> **RECORDS FOR PROCESSING**:
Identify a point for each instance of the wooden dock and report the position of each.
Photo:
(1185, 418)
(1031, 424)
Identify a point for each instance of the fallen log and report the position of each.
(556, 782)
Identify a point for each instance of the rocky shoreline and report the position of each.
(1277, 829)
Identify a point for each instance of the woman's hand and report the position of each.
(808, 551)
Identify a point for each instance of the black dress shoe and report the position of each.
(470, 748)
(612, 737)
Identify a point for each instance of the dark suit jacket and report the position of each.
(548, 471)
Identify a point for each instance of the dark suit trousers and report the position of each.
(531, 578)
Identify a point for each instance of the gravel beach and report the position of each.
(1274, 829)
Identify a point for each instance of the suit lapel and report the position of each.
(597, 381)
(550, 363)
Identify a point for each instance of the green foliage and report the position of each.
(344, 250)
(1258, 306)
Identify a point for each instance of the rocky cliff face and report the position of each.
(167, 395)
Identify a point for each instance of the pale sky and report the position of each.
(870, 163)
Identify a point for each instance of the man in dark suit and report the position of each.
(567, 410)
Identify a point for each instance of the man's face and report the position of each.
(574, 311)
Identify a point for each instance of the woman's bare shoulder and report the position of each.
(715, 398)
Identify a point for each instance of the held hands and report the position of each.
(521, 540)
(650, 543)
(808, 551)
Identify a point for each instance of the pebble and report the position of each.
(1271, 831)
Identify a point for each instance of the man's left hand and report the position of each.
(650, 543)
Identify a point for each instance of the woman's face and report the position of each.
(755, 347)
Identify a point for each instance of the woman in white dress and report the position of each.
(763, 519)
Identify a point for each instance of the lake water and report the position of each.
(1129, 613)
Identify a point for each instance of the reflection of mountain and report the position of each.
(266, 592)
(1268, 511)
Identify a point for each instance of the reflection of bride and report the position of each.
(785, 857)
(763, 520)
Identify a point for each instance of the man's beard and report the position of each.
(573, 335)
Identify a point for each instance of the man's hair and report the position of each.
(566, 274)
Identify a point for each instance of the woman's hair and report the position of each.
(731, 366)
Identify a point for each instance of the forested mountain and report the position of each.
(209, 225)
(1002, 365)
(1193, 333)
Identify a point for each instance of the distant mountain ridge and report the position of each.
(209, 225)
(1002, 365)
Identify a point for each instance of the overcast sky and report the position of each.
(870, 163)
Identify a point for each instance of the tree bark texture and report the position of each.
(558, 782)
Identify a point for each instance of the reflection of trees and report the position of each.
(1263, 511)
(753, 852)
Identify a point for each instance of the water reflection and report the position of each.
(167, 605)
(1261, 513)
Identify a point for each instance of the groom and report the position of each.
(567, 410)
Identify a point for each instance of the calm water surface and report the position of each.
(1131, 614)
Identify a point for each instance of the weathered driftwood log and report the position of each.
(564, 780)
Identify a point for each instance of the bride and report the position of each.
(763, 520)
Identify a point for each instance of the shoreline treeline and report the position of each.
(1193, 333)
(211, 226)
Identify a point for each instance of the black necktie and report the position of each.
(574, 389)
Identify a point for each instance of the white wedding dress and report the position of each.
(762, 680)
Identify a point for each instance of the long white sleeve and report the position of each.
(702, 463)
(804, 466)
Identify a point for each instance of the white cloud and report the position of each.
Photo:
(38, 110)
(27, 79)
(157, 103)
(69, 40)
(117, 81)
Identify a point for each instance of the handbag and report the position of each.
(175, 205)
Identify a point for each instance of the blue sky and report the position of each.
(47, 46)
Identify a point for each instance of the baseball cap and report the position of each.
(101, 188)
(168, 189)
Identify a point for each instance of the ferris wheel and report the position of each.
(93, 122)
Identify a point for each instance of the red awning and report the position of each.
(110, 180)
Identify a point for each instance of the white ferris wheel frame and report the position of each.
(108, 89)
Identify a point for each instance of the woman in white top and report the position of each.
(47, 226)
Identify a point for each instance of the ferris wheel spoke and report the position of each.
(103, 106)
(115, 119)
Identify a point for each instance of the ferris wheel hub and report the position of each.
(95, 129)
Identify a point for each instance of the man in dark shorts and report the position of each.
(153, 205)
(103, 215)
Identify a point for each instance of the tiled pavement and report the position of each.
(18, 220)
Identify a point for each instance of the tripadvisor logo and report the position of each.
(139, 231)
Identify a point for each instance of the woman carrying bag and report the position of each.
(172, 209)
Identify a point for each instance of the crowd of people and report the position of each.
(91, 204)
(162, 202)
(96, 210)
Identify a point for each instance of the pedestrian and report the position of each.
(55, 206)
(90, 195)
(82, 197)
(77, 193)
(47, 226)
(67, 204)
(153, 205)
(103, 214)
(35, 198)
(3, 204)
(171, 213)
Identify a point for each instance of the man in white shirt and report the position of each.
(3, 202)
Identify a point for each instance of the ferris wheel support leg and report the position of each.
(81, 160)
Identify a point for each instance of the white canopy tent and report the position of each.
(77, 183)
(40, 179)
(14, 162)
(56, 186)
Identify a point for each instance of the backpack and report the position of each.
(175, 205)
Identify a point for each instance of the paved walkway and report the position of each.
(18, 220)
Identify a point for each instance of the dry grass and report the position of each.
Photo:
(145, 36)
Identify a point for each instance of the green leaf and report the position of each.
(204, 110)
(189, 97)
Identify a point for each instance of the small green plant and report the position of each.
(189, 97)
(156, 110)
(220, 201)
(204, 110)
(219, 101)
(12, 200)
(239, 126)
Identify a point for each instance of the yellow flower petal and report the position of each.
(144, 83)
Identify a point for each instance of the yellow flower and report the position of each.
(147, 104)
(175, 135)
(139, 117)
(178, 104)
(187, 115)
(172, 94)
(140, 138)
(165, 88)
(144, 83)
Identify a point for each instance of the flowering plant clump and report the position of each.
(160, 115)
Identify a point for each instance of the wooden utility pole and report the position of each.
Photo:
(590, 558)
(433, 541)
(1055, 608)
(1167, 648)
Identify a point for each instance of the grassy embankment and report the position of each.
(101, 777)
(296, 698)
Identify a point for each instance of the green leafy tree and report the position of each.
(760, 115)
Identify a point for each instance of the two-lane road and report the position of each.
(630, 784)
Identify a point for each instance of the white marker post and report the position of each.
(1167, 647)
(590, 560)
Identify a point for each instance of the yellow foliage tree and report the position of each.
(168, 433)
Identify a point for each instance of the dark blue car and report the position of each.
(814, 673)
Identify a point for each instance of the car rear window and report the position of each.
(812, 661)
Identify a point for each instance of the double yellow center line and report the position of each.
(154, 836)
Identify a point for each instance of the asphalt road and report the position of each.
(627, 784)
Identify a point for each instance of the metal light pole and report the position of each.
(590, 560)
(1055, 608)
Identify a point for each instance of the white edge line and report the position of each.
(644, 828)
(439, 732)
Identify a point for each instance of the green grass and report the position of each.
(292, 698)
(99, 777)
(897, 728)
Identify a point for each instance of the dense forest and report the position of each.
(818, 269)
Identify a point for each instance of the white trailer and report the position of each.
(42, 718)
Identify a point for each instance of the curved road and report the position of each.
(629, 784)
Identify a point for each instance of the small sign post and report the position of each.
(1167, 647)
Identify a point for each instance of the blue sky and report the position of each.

> **WORK REQUIRED**: Exact copies of the lines from the one containing "Identify a point for each instance of the metal" through the end of the listing, both included, are the only thing wanted.

> **EXERCISE RESPONSE**:
Identify a point for each instance of the metal light pole and report the position of each.
(590, 560)
(1055, 608)
Identify a point for each instance of the white edge line and report the position of each.
(644, 828)
(439, 732)
Identify a point for each instance of the green grass and report the position of each.
(292, 698)
(99, 777)
(897, 728)
Identify a point for each instance of the dense forest and report the position of each.
(818, 269)
Identify a point for each instance of the white trailer and report the position of each.
(42, 718)
Identify a point for each instance of the curved road and report the position of each.
(629, 784)
Identify a point for each instance of the small sign post and report the position of each.
(1167, 647)
Identify a point for each instance of the blue sky and report the position of each.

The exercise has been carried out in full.